### Records for the exercise

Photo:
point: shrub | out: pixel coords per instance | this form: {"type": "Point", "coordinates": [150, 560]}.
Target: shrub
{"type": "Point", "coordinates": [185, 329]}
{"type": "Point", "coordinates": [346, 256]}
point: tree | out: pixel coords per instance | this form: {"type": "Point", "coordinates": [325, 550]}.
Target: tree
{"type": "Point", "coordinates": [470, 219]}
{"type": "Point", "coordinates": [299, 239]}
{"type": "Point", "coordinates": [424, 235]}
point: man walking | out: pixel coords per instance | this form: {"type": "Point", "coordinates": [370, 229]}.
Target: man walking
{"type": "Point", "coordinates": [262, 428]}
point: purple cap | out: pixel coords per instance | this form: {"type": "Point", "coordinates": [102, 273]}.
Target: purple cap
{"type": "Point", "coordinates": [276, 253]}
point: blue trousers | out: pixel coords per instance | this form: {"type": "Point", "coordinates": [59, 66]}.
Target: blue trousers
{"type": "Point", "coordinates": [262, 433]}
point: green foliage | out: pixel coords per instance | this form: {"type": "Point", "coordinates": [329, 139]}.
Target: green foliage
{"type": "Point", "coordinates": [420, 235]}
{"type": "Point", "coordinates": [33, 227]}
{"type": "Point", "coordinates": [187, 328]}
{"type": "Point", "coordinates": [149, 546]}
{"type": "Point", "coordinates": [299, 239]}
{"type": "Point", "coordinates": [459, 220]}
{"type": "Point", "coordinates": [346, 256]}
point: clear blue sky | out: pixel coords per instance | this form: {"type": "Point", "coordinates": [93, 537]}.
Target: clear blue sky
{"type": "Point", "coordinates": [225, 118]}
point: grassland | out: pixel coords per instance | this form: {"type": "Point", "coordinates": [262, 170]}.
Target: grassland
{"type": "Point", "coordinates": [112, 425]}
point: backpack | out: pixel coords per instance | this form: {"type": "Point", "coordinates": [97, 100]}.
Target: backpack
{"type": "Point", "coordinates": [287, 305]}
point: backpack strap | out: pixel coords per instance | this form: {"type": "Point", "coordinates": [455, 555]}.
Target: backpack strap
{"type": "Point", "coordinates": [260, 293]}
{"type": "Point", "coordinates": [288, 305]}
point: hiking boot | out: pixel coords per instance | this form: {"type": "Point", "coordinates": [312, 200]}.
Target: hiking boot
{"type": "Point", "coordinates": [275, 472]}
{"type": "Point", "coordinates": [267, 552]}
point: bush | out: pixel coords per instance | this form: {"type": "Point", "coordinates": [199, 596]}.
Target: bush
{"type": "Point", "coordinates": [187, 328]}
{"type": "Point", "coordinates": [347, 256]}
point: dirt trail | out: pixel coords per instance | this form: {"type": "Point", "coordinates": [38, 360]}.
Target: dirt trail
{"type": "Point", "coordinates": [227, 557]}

######

● **What to work on**
When you reach the line holding "point: tree |" in the records above, begin reproducing exactly, stop after the line holding "point: clear blue", and output nothing else.

● **Your response**
point: tree | out: pixel coords per instance | this form: {"type": "Point", "coordinates": [325, 550]}.
Target: tree
{"type": "Point", "coordinates": [470, 219]}
{"type": "Point", "coordinates": [299, 239]}
{"type": "Point", "coordinates": [424, 235]}
point: man walking | out: pixel coords per instance | this form: {"type": "Point", "coordinates": [370, 229]}.
Target: man walking
{"type": "Point", "coordinates": [262, 428]}
point: purple cap | out: pixel coords per instance | this form: {"type": "Point", "coordinates": [102, 273]}.
Target: purple cap
{"type": "Point", "coordinates": [276, 253]}
point: blue trousers | out: pixel coords per instance | this form: {"type": "Point", "coordinates": [59, 66]}.
Target: blue trousers
{"type": "Point", "coordinates": [262, 433]}
point: green foliage | out: pixel coords per instance | this form: {"type": "Point", "coordinates": [329, 139]}.
Target: green foliage
{"type": "Point", "coordinates": [420, 235]}
{"type": "Point", "coordinates": [33, 227]}
{"type": "Point", "coordinates": [187, 328]}
{"type": "Point", "coordinates": [149, 546]}
{"type": "Point", "coordinates": [299, 239]}
{"type": "Point", "coordinates": [459, 220]}
{"type": "Point", "coordinates": [346, 256]}
point: clear blue sky | out: pixel coords per instance | this form: {"type": "Point", "coordinates": [93, 537]}.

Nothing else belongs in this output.